Stated problem: Repeat every one of the rows below, character for character.

-------- Data provided

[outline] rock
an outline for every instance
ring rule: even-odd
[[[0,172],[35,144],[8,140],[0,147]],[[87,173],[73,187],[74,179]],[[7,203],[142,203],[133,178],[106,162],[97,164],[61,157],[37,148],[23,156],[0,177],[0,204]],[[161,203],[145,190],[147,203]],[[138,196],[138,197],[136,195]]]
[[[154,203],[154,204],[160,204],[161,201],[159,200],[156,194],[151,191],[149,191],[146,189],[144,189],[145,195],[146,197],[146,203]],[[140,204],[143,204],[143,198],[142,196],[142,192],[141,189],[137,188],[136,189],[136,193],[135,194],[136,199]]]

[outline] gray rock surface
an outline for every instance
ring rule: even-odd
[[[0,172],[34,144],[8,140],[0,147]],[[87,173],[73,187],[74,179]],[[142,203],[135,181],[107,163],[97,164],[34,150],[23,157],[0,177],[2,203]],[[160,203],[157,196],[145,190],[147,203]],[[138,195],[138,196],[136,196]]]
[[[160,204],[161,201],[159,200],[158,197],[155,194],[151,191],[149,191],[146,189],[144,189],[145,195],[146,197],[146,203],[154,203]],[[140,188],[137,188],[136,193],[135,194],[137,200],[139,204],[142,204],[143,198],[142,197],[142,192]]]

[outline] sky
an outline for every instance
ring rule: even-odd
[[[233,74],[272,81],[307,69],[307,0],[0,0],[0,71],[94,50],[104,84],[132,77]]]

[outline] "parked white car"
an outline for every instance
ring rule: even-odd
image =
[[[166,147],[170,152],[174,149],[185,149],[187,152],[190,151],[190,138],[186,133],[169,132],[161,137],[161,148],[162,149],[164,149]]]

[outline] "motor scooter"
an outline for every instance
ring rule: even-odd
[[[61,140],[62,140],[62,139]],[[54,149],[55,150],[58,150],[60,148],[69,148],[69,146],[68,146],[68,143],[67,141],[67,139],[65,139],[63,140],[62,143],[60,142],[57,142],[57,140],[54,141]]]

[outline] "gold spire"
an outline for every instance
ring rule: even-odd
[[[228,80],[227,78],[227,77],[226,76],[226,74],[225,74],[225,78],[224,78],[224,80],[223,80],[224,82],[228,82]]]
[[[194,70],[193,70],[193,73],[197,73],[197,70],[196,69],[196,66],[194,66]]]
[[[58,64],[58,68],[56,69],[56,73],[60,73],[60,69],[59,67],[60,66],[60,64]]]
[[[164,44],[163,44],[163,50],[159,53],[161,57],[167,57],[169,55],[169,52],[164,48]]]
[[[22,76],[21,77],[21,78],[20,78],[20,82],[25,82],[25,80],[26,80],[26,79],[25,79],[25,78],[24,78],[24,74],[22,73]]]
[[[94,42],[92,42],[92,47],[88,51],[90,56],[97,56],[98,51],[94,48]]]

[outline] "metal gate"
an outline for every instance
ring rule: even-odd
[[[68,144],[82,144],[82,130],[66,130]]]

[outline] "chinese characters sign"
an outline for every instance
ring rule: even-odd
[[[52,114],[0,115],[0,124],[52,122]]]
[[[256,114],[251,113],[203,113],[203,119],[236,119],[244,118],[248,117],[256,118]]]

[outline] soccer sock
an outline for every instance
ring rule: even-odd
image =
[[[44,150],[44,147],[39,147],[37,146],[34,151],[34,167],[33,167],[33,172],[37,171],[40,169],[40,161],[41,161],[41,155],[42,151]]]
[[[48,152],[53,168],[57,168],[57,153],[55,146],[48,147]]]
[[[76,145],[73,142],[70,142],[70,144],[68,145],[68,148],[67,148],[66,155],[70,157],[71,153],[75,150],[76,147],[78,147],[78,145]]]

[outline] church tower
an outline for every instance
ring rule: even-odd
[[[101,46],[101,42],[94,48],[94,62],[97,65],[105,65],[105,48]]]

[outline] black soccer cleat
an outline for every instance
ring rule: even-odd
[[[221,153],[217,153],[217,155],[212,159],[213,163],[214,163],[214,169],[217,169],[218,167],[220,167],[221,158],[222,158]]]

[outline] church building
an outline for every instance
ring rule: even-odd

----------------

Exercise solution:
[outline] rock
an outline for every instance
ring rule: even-odd
[[[0,172],[35,144],[8,140],[0,147]],[[87,173],[73,187],[74,179]],[[7,203],[142,203],[133,178],[106,162],[97,164],[61,157],[37,148],[23,156],[0,177],[0,204]],[[161,203],[145,190],[147,203]],[[138,196],[138,197],[136,195]]]
[[[154,203],[154,204],[160,204],[161,201],[159,200],[156,194],[151,191],[149,191],[146,189],[144,189],[145,195],[146,197],[146,203]],[[140,204],[143,204],[143,198],[142,196],[142,192],[141,189],[137,188],[136,189],[136,193],[135,194],[136,199]]]

[outline] gray rock surface
an outline for every instance
ring rule: even-odd
[[[0,172],[34,144],[8,140],[0,147]],[[87,173],[73,187],[74,179]],[[142,203],[135,181],[107,163],[97,164],[34,150],[23,157],[0,177],[2,203]],[[160,203],[157,196],[145,190],[147,203]],[[138,195],[138,196],[136,196]]]
[[[160,204],[161,201],[159,200],[158,197],[155,194],[151,191],[149,191],[146,189],[144,189],[145,195],[146,197],[146,203],[154,203]],[[140,188],[137,188],[136,193],[135,194],[137,200],[139,204],[142,204],[143,198],[142,197],[142,192]]]

[outline] sky
an outline for every instance
ring rule: even-odd
[[[233,74],[272,81],[307,69],[307,0],[0,0],[0,71],[94,50],[104,84],[132,77]]]

[outline] "parked white car"
an outline for every instance
ring rule: even-odd
image =
[[[166,147],[170,152],[174,149],[185,149],[187,152],[190,151],[190,138],[186,133],[169,132],[161,137],[161,148],[162,149],[164,149]]]

[outline] "motor scooter"
an outline for every instance
ring rule: even-odd
[[[61,140],[62,140],[62,139]],[[54,149],[55,150],[58,150],[60,148],[69,148],[69,146],[68,146],[68,143],[67,141],[67,139],[65,139],[63,140],[62,143],[60,142],[57,142],[57,140],[54,141]]]

[outline] "gold spire"
an outline for every instance
ring rule: even-odd
[[[228,80],[227,78],[227,77],[226,76],[226,74],[225,74],[225,78],[224,78],[224,80],[223,80],[224,82],[228,82]]]
[[[194,70],[193,70],[193,73],[197,73],[197,70],[196,69],[196,66],[194,66]]]
[[[58,64],[58,68],[56,69],[56,73],[60,73],[60,69],[59,67],[60,66],[60,64]]]
[[[164,44],[163,44],[163,50],[159,53],[161,57],[167,57],[169,55],[169,52],[164,48]]]
[[[22,76],[21,77],[21,78],[20,78],[20,82],[25,82],[25,80],[26,80],[26,79],[25,79],[25,78],[24,78],[24,74],[22,73]]]
[[[94,42],[92,42],[92,47],[88,51],[90,56],[97,56],[98,51],[94,48]]]

[outline] "metal gate"
an outline for every instance
ring rule: even-odd
[[[68,144],[82,144],[82,130],[66,130]]]

[outline] "chinese characters sign"
an outline for every instance
ring rule: even-odd
[[[52,114],[0,115],[0,124],[52,122]]]
[[[256,114],[251,113],[203,113],[203,119],[236,119],[244,118],[248,117],[256,118]]]

[outline] soccer sock
an outline for every instance
ring rule: even-odd
image =
[[[44,150],[44,147],[39,147],[37,146],[34,151],[34,167],[33,167],[33,172],[37,171],[40,169],[40,161],[41,161],[41,155],[42,151]]]
[[[48,152],[53,168],[57,168],[57,153],[55,146],[48,147]]]
[[[76,145],[73,142],[70,142],[70,144],[68,145],[68,148],[67,148],[66,155],[70,157],[71,153],[75,150],[76,147],[78,147],[78,145]]]

[outline] church tower
an outline for every instance
ring rule: even-odd
[[[101,46],[101,42],[94,48],[94,62],[97,65],[105,65],[105,48]]]

[outline] black soccer cleat
an outline for every instance
ring rule: even-odd
[[[221,153],[217,153],[217,155],[212,159],[213,163],[214,163],[214,169],[217,169],[218,167],[220,167],[221,158],[222,158]]]

[outline] church building
an outline for every instance
ring rule: even-odd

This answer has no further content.